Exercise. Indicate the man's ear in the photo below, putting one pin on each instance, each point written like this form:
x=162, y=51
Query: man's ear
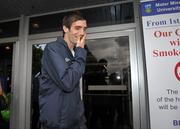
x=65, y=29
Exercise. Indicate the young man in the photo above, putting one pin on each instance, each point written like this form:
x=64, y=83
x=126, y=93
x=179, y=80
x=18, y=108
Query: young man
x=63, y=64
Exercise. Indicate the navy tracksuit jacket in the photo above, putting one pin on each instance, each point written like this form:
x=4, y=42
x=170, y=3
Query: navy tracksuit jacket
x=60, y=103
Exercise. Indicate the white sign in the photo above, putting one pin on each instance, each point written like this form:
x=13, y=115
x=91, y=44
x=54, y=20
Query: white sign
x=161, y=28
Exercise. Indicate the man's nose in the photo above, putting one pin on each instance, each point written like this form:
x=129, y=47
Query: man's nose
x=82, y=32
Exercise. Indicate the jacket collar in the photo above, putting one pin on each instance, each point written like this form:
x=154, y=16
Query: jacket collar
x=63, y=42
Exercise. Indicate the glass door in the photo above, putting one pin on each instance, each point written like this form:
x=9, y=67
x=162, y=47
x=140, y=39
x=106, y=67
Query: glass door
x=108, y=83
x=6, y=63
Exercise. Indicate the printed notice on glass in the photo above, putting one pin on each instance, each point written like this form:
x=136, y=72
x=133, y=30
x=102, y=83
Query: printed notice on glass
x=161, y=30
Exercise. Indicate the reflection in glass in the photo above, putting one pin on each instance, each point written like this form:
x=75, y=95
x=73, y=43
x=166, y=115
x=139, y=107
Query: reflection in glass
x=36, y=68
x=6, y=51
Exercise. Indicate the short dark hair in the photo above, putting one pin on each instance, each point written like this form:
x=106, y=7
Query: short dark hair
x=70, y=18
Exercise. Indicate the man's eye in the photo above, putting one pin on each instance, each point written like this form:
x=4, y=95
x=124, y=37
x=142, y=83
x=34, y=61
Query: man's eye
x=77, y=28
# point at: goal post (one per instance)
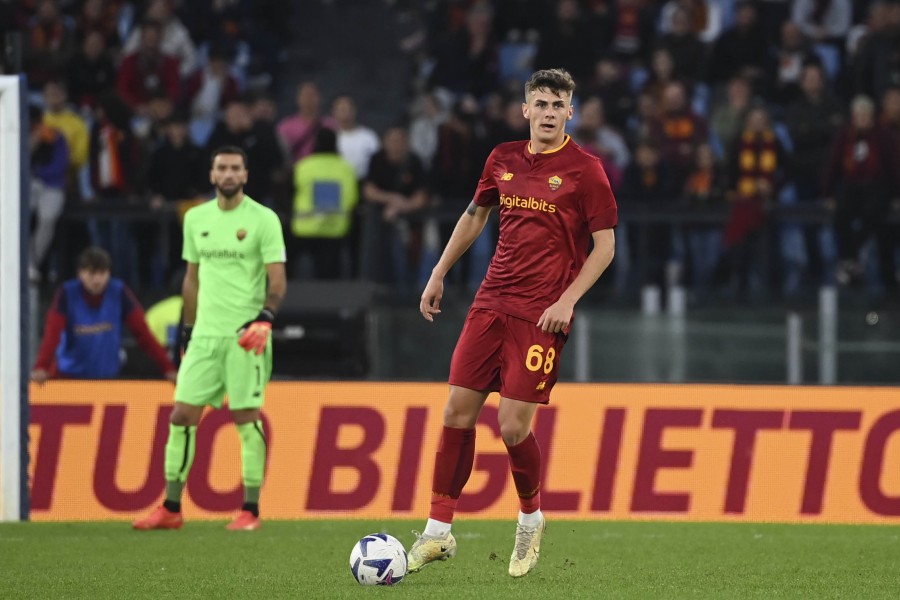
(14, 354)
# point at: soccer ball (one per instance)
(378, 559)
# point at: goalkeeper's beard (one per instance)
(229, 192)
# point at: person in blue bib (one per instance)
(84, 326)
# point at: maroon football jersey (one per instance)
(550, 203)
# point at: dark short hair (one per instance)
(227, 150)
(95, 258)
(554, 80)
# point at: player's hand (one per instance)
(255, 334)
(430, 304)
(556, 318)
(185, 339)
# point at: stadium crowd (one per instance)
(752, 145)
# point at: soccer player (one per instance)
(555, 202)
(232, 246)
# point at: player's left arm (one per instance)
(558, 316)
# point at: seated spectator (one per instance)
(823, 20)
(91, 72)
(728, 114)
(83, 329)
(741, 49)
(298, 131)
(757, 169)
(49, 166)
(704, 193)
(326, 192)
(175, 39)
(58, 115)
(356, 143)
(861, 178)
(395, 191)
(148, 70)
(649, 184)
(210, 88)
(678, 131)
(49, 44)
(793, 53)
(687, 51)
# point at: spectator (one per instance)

## [Exercise]
Quote the lines of the listing above from the line containing "# point at: soccer player (one per instance)" through the end of the listing, including both ends.

## [Correct response]
# point at: soccer player (one per instance)
(555, 202)
(232, 246)
# point at: player's left arm (one per instance)
(558, 316)
# point at: seated spectator (one per instance)
(823, 20)
(91, 72)
(728, 114)
(83, 329)
(741, 49)
(298, 131)
(757, 169)
(49, 166)
(704, 193)
(326, 192)
(175, 39)
(58, 115)
(356, 143)
(861, 178)
(395, 191)
(148, 70)
(649, 184)
(210, 88)
(678, 131)
(49, 44)
(793, 53)
(687, 51)
# point at: spectator (one per instance)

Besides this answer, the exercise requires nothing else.